| Problem details |
State how many lines of the data below contain the string "foam", treating uppercase and lowercase as different. Reply with the number alone.

| Input rows |
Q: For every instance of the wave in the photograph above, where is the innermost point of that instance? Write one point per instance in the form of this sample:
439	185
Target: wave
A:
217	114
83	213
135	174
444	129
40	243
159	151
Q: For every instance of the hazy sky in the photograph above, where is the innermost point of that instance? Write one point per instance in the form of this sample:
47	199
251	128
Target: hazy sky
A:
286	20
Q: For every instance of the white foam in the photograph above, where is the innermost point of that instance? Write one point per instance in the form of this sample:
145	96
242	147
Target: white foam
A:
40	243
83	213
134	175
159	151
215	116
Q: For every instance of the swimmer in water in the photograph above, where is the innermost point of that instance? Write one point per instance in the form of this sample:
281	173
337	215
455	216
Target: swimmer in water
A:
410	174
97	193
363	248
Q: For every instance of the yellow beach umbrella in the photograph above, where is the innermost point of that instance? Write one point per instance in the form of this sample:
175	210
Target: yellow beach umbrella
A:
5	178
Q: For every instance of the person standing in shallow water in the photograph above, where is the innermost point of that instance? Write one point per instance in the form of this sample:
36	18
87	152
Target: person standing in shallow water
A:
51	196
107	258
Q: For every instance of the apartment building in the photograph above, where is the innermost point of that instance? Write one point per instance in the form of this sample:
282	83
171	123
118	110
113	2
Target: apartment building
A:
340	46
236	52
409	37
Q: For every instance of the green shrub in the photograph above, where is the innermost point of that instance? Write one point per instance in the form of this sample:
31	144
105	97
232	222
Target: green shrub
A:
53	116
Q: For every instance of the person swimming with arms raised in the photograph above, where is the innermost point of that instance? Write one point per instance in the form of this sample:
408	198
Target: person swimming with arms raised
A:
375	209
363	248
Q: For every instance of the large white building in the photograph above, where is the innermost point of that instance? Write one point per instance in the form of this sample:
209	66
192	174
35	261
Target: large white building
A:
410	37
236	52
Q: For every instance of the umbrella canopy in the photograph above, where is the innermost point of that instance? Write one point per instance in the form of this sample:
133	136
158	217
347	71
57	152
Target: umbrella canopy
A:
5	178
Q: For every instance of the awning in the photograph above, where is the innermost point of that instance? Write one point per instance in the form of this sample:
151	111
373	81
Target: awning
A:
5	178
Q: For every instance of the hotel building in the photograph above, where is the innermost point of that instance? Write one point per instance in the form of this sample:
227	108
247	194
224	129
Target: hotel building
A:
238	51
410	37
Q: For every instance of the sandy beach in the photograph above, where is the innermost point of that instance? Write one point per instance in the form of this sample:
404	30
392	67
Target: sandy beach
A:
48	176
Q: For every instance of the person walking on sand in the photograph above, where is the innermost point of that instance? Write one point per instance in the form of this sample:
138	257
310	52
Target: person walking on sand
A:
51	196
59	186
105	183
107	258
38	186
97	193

...

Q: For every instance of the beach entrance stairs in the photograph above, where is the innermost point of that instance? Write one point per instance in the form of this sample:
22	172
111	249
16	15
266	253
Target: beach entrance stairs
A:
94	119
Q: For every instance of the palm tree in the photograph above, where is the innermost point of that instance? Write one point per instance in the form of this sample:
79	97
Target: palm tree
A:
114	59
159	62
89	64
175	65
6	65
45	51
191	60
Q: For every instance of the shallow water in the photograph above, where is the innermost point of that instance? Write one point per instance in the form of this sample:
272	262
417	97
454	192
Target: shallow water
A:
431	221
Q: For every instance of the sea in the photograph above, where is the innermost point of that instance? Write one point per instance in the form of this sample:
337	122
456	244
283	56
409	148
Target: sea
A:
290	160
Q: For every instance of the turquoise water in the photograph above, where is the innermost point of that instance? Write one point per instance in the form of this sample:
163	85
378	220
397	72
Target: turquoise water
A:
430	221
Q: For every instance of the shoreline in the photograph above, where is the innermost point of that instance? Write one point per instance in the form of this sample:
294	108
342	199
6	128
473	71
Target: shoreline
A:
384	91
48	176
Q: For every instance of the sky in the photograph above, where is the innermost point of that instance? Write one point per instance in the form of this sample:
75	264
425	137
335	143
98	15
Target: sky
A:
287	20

| Answer |
2